### PASSAGE
-- BEGIN --

Although best-known for his many Broadway appearances, Michael loved being recognized for Dark Shadows, Frazier and Seinfeld (he was featured in the popular "The Maestro" episode). In Kansas City, he was a regular at Sullivan's Steakhouse, eating late dinners with his longtime companion (and frequent leading lady) Marion Ross. Michael died July 8 in Woodland Hills, California. He was 84 years old.

"I met Paul in 1993," says the New Theatre's Dennis D. Hennessy. "I had gone to New York City to do auditions for our production of Fiddler on the Roof. We had a lot of big Broadway names come in, but Paul just nailed the audition. He was sensational.

Michael and Hennessy would continue to work together on numerous plays at the New Theatre Restaurant over the next decade: "He was a director's actor," Hennessy says. "Because of his years on Broadway, because of all the great directors he had worked with over the years, he had an incredible sense of pacing, completely understood all the technical aspects and the rhythm required for doing comedy. He was the perfect actor."

Hennessy says Michael became like a father figure to him.

-- END --

### REQUIRED TASK A
Identify each line in the rows below that contains the string "every", matching its case exactly, and copy those lines.

### GIVEN RECORDS
-- BEGIN --

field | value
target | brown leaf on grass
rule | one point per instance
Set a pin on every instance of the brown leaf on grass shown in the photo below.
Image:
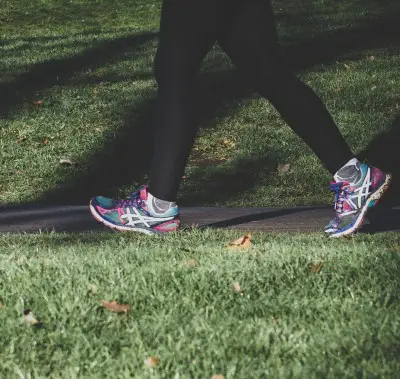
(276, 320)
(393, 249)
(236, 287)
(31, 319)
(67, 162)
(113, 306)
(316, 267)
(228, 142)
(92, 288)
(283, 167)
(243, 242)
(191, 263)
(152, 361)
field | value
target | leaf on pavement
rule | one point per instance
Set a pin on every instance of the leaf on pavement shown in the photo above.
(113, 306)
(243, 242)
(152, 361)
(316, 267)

-- END --
-- BEGIN --

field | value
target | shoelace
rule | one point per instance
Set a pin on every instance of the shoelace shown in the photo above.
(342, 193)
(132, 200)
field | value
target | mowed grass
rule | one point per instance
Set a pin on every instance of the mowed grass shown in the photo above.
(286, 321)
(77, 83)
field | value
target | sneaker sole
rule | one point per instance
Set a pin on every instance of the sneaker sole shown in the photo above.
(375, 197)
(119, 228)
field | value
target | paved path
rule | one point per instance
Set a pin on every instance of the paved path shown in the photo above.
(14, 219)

-- END --

### REQUIRED TASK B
Continue the remembrance of the actor Paul Michael above from the point where it stops.

### RESULT A
Set a pin on every instance of the brown leaf on grass shown in the photo below.
Set a pin on every instance of the leaf on pavement shown in the photo above.
Set a pin on every instance of the shoelace shown in the photo above.
Set a pin on every instance of the mowed grass shown in the photo above.
Set a pin on every instance of the sneaker sole shown in the photo above.
Set a pin on every instance of the paved path shown in the photo above.

### RESULT B
A strong, burly man -- at age 75, Michael famously put a fierce grip on a thief attempting to steal Marion Ross' purse in Italy until the man dropped the bag and ran -- Michael was famously cast as gypsies, gangsters (he made his Broadway debut as a mobster in Bells Are Ringing in 1956) and Italian-Americans. Michael was actually of Lebanese heritage. When living in Kansas City, he loved preparing Lebanese feasts for his friends, including Greater Kansas City Shakespeare Festival founder Marilyn Strauss.

"He was a fantastic cook," Strauss says. "He liked to arrive at your house with all of his own knives, pots and pans, and ingredients to create the must superb Lebanese cuisine. And he was a brilliant raconteur. No one could tell stories like Paul."

Michael last appeared at the New Theatre Restaurant in a play written by playwright Joe DiPietro specifically for him and Marion Ross, The Last Romance, in 2009. After the Kansas City production, Michael and Ross took the show to the Globe Theater in San Diego.

Michael is survived by two sons.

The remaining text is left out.